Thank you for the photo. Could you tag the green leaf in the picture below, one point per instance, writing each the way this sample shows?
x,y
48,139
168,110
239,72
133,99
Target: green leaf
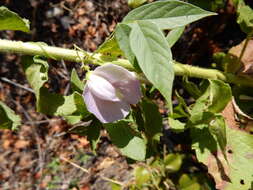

YOUR OBJECTIVE:
Reproduce the data above word for word, leaving the picture out of your answer.

IN RESPONSE:
Thank you for the photo. Could you tag the green leaf in the picture below, one point per instance, writing each the way this sample shows?
x,y
48,139
168,110
239,72
133,99
Target: green leaf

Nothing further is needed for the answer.